Dataset records:
* * * * * * *
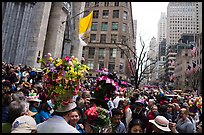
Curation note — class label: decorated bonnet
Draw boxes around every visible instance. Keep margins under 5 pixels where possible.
[39,53,89,112]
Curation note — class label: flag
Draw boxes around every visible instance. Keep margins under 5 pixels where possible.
[192,62,198,73]
[171,60,175,66]
[190,43,196,56]
[79,11,93,46]
[186,65,191,75]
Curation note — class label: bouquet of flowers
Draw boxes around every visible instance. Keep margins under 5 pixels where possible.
[94,68,119,100]
[39,53,89,109]
[84,106,111,133]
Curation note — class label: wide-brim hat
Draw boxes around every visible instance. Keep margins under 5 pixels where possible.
[55,102,77,113]
[11,115,37,133]
[28,110,38,117]
[27,98,41,102]
[149,116,171,132]
[90,97,108,109]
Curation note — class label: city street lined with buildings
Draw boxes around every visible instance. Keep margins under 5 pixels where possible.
[2,2,202,133]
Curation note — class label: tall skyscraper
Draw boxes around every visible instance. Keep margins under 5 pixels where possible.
[157,12,167,44]
[83,2,135,80]
[166,2,202,78]
[166,2,202,48]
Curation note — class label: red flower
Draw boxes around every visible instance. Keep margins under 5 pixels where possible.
[84,106,98,122]
[62,101,69,106]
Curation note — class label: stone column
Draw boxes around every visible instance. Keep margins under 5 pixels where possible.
[25,2,52,67]
[9,2,23,63]
[2,2,14,62]
[43,2,68,58]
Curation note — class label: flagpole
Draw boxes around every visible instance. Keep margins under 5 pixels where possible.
[62,4,98,24]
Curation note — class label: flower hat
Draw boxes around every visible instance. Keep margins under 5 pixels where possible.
[39,53,89,112]
[26,92,41,102]
[84,106,111,132]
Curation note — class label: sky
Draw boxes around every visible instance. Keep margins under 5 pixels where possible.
[132,2,169,55]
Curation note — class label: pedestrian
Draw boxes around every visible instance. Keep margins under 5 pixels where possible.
[149,115,171,133]
[37,102,79,133]
[11,115,37,133]
[68,109,85,133]
[176,108,194,133]
[111,108,127,133]
[128,119,144,133]
[146,105,159,133]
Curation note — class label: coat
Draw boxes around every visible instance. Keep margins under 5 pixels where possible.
[37,115,79,133]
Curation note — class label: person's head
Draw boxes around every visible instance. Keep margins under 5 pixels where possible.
[148,99,155,107]
[82,90,91,99]
[52,102,77,122]
[119,92,124,98]
[179,108,189,120]
[12,91,25,101]
[76,96,84,108]
[38,102,52,112]
[151,105,158,114]
[111,108,123,125]
[149,115,171,133]
[167,104,174,113]
[118,100,125,108]
[69,109,81,127]
[128,119,144,133]
[11,115,37,133]
[196,121,203,133]
[159,105,167,114]
[8,101,25,123]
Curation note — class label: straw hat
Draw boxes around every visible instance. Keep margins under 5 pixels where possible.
[11,115,37,133]
[26,93,41,102]
[55,102,77,113]
[149,116,171,132]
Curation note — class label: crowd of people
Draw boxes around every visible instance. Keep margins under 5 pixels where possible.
[2,62,202,133]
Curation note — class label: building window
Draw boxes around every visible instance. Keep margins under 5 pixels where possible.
[85,2,90,8]
[111,34,117,43]
[101,22,108,31]
[104,2,109,7]
[113,10,119,18]
[93,10,99,18]
[103,10,109,18]
[99,48,105,59]
[88,47,95,58]
[91,22,98,31]
[87,61,94,69]
[110,48,117,58]
[108,63,115,72]
[122,23,127,32]
[98,61,104,69]
[95,2,99,7]
[112,22,118,31]
[123,11,127,20]
[119,63,124,73]
[114,2,119,6]
[100,34,106,43]
[90,34,96,43]
[121,36,127,45]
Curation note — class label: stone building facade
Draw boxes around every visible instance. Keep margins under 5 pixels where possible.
[83,2,135,80]
[2,2,70,67]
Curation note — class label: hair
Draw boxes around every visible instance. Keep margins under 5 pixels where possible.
[158,105,167,113]
[38,102,51,112]
[128,119,144,133]
[12,91,25,102]
[111,108,122,117]
[8,101,26,123]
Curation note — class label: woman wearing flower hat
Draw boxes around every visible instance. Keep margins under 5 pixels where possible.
[37,102,79,133]
[149,115,171,133]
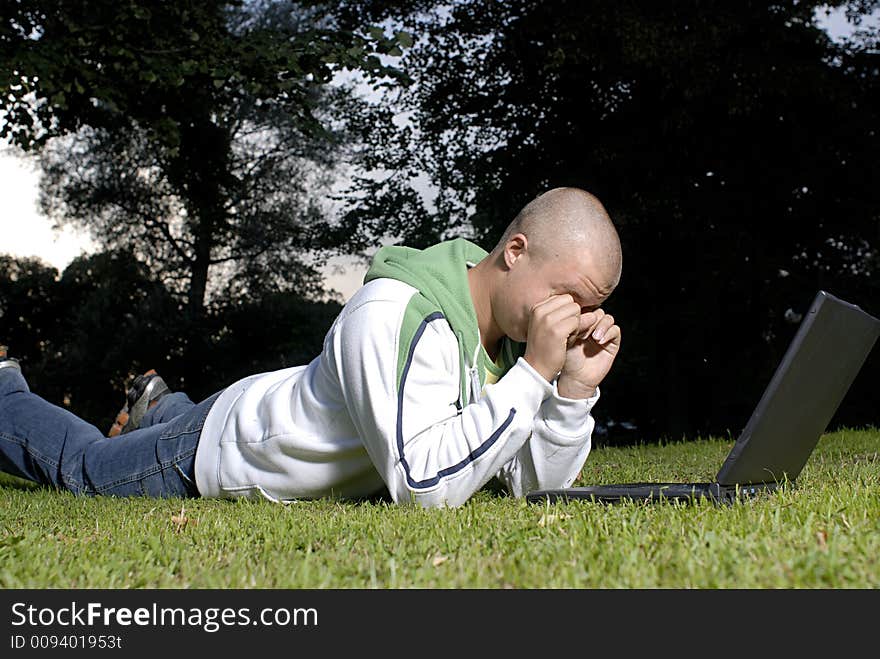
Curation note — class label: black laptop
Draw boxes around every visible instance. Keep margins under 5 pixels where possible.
[526,291,880,503]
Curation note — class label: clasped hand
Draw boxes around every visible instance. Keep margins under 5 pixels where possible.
[524,294,621,398]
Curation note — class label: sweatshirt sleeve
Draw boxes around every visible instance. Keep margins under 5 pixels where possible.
[498,382,599,497]
[328,301,553,507]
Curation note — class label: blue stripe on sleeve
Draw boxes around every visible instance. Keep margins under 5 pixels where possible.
[397,311,516,488]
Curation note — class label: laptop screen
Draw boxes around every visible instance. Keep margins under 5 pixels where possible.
[716,291,880,485]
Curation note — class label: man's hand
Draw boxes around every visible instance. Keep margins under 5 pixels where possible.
[556,309,620,398]
[523,294,582,382]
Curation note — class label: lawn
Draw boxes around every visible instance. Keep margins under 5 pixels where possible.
[0,428,880,589]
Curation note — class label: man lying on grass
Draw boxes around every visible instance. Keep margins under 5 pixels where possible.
[0,188,621,506]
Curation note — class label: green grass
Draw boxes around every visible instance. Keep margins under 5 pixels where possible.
[0,429,880,589]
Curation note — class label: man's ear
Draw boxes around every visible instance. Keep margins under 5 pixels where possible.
[504,233,529,269]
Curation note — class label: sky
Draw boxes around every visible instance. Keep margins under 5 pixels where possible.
[0,5,880,300]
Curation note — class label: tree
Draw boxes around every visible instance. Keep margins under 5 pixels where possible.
[0,0,410,317]
[332,0,880,438]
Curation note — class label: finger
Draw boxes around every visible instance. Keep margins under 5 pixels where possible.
[532,293,574,313]
[598,325,621,346]
[578,309,606,337]
[591,314,614,342]
[544,302,581,334]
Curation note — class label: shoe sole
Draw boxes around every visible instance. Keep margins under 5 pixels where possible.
[107,368,170,437]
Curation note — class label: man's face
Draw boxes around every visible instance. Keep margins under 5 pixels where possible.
[493,245,612,342]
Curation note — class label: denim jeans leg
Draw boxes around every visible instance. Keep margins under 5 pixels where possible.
[75,393,220,497]
[0,368,103,488]
[0,369,219,497]
[138,391,195,428]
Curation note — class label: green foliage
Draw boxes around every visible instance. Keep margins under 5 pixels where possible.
[332,0,880,438]
[0,429,880,589]
[0,251,340,430]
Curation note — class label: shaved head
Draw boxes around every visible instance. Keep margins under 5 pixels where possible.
[468,188,623,359]
[496,188,623,288]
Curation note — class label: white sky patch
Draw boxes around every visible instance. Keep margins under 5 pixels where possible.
[0,4,880,300]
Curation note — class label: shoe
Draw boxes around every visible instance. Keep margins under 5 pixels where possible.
[107,369,171,437]
[0,346,21,371]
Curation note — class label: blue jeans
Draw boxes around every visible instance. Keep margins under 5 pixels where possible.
[0,368,220,497]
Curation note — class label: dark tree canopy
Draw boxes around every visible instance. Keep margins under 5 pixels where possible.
[334,0,880,444]
[0,0,410,315]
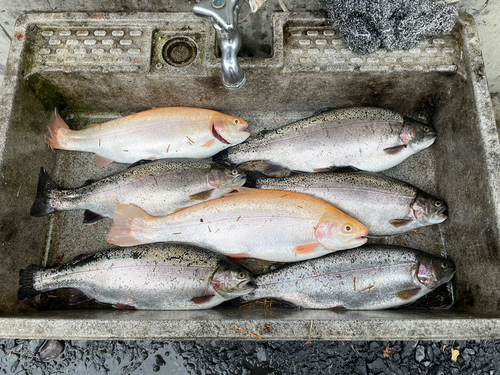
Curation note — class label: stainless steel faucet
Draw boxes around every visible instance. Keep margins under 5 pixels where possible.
[193,0,245,90]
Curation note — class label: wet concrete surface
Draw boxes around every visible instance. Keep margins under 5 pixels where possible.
[0,339,500,375]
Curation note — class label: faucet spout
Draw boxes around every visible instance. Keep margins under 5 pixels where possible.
[193,0,245,90]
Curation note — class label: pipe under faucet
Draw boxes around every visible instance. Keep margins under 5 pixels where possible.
[193,0,245,90]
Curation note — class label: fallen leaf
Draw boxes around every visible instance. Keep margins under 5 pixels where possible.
[383,344,396,359]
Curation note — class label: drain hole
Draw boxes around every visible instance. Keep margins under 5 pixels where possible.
[162,37,197,68]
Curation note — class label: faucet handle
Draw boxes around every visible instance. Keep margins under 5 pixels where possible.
[193,0,240,32]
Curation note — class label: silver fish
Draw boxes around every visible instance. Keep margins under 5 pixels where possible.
[18,244,254,310]
[214,107,436,175]
[256,172,448,235]
[31,160,246,223]
[242,245,455,310]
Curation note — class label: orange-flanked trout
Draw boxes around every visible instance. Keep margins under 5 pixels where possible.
[45,107,250,167]
[108,187,367,262]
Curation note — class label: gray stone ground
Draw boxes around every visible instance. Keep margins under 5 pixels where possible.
[0,339,500,375]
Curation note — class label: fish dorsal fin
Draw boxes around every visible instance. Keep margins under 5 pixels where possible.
[95,154,113,168]
[223,186,254,197]
[389,219,413,228]
[293,242,321,255]
[127,159,153,169]
[191,295,214,305]
[172,207,189,214]
[69,288,93,305]
[83,210,105,224]
[384,145,406,155]
[313,107,334,116]
[396,288,420,301]
[189,189,215,201]
[111,303,135,310]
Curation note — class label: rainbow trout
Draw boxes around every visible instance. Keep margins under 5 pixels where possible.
[108,187,367,262]
[256,172,448,235]
[45,107,250,168]
[18,244,254,310]
[214,107,436,176]
[242,245,455,310]
[31,159,246,223]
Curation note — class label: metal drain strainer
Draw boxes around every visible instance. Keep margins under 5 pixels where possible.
[162,37,197,67]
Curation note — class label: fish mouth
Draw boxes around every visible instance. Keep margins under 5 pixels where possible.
[423,132,437,143]
[238,280,257,293]
[232,174,247,186]
[437,207,448,220]
[212,125,230,145]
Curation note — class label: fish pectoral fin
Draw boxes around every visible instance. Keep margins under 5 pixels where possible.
[238,160,291,177]
[226,253,250,259]
[191,295,214,305]
[201,139,215,147]
[384,145,406,155]
[111,303,135,310]
[293,242,321,255]
[389,219,413,228]
[127,159,154,169]
[83,210,106,224]
[172,207,189,214]
[396,288,420,301]
[313,168,333,173]
[222,186,257,197]
[330,305,347,311]
[311,107,335,117]
[95,154,113,168]
[69,288,93,305]
[189,189,215,201]
[256,129,274,138]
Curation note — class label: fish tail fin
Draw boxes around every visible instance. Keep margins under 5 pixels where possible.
[30,167,60,217]
[108,204,153,246]
[45,109,72,150]
[17,264,44,301]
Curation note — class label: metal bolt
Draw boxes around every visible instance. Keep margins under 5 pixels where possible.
[212,0,226,9]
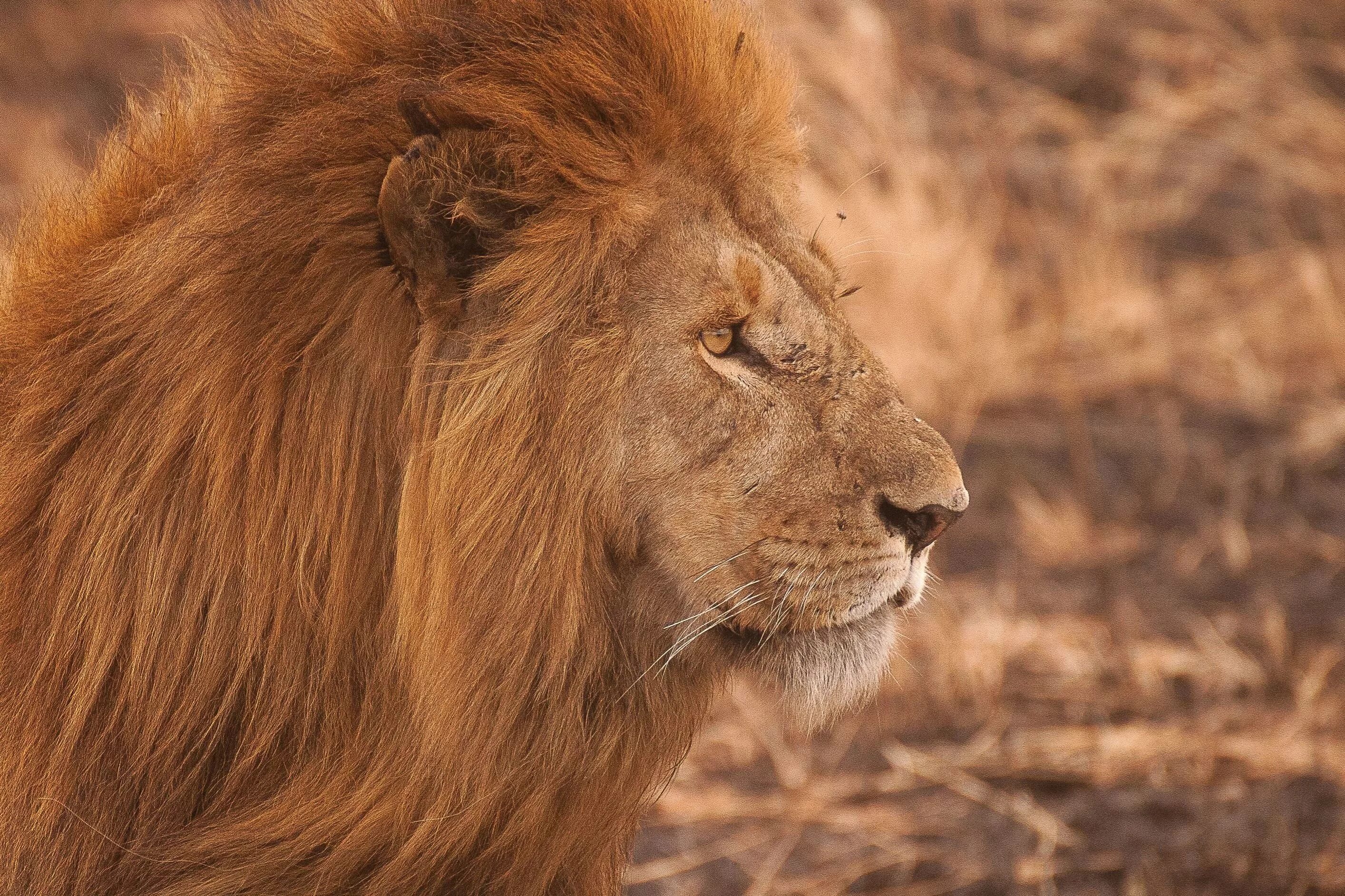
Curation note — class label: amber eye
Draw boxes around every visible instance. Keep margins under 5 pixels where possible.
[701,327,733,355]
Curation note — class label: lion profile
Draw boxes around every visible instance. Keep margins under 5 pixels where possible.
[0,0,967,896]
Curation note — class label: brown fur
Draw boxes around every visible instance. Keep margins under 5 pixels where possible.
[0,0,960,896]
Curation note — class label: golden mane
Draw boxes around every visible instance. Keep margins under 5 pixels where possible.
[0,0,798,896]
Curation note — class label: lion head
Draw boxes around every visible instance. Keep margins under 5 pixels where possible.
[0,0,967,896]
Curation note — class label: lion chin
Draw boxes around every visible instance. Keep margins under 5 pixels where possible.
[721,552,929,732]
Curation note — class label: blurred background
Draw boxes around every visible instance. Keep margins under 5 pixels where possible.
[0,0,1345,896]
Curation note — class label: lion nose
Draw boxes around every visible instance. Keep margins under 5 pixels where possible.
[878,486,970,554]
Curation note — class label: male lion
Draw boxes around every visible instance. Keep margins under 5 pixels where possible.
[0,0,967,896]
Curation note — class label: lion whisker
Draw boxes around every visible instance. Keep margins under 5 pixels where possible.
[664,578,761,628]
[655,594,765,675]
[692,538,764,581]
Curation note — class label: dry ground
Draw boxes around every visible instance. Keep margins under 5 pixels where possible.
[0,0,1345,896]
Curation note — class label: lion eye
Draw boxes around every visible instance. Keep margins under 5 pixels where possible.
[701,327,733,357]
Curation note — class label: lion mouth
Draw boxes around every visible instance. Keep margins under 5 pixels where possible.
[717,581,920,650]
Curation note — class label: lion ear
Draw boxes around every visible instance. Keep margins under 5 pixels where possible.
[378,102,520,327]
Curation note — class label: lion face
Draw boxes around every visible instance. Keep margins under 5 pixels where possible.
[622,187,968,724]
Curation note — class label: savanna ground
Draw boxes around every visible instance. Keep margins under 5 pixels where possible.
[0,0,1345,896]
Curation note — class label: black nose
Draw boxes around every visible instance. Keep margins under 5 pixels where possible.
[878,495,962,554]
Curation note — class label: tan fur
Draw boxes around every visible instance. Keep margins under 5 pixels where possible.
[0,0,960,896]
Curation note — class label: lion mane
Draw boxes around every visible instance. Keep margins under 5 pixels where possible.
[0,0,798,896]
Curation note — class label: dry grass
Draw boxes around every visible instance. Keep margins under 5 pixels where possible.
[0,0,1345,896]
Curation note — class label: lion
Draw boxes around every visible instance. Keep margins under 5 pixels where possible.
[0,0,968,896]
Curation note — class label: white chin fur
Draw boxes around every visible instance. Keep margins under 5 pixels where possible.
[752,607,897,730]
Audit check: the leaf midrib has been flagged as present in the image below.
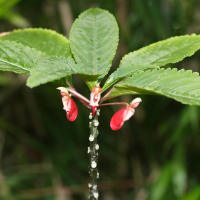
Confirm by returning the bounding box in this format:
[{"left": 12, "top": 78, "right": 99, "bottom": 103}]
[
  {"left": 0, "top": 59, "right": 30, "bottom": 72},
  {"left": 93, "top": 10, "right": 97, "bottom": 74}
]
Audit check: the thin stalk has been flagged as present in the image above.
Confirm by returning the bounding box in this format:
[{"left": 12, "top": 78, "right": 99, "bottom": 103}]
[
  {"left": 88, "top": 110, "right": 100, "bottom": 200},
  {"left": 99, "top": 102, "right": 129, "bottom": 106}
]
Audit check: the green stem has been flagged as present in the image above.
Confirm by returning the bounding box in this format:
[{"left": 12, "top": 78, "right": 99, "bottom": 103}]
[{"left": 88, "top": 110, "right": 100, "bottom": 200}]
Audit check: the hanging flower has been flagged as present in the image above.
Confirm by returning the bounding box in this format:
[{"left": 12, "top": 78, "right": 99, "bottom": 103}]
[
  {"left": 57, "top": 87, "right": 78, "bottom": 121},
  {"left": 90, "top": 86, "right": 101, "bottom": 116},
  {"left": 110, "top": 98, "right": 142, "bottom": 131}
]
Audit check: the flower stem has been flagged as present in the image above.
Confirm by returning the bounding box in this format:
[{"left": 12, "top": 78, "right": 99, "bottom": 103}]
[{"left": 88, "top": 110, "right": 100, "bottom": 200}]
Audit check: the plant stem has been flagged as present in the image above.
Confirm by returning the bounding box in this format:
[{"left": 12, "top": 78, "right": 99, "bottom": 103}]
[{"left": 88, "top": 110, "right": 100, "bottom": 200}]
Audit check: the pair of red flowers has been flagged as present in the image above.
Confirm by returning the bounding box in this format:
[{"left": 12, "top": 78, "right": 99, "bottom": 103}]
[{"left": 58, "top": 85, "right": 141, "bottom": 130}]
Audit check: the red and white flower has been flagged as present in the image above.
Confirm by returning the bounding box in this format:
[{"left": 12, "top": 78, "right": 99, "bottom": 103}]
[
  {"left": 57, "top": 87, "right": 78, "bottom": 121},
  {"left": 110, "top": 98, "right": 142, "bottom": 131},
  {"left": 89, "top": 86, "right": 101, "bottom": 116}
]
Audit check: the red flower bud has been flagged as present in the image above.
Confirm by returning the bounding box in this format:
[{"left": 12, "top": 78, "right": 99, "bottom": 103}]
[{"left": 110, "top": 98, "right": 142, "bottom": 131}]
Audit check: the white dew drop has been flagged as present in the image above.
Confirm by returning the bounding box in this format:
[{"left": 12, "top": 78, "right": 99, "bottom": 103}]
[
  {"left": 89, "top": 135, "right": 94, "bottom": 142},
  {"left": 91, "top": 161, "right": 97, "bottom": 168},
  {"left": 94, "top": 192, "right": 99, "bottom": 199},
  {"left": 94, "top": 120, "right": 99, "bottom": 126}
]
* * * * * * *
Reproduce the items from the line that contains "Curation note — class label: finger" through the line that contains "[496,188,623,288]", both included, with "Curation note" changed to "Labeling note" and nothing else altered.

--- Response ---
Labeling note — class label: finger
Draw boxes around every visible instance. Keep margins under 5 pixels where possible.
[532,293,574,313]
[598,325,621,346]
[578,309,606,337]
[591,314,614,342]
[544,302,581,334]
Labeling note — class label: shoe sole
Draw boxes around every visible instance. Keep margins under 5 pixels where possible.
[107,368,170,437]
Labeling note — class label: man's face
Draw boxes around every visible instance. Keep margins under 5 pixels where possible.
[493,245,612,342]
Labeling note — class label: denim jeans leg
Draw boxes around every visible instance. Keep margins under 5 pixels where possible.
[75,393,220,497]
[0,368,103,488]
[0,369,219,497]
[138,391,195,428]
Labeling note — class label: green foliage
Draw boxes around every visible instance. Keep margins under 5 pixels where possible.
[332,0,880,438]
[0,429,880,589]
[0,251,340,430]
Labeling note — class label: shaved head
Draw boxes around every visible instance. Keep margins under 5 pixels where possible.
[468,188,623,359]
[496,188,623,288]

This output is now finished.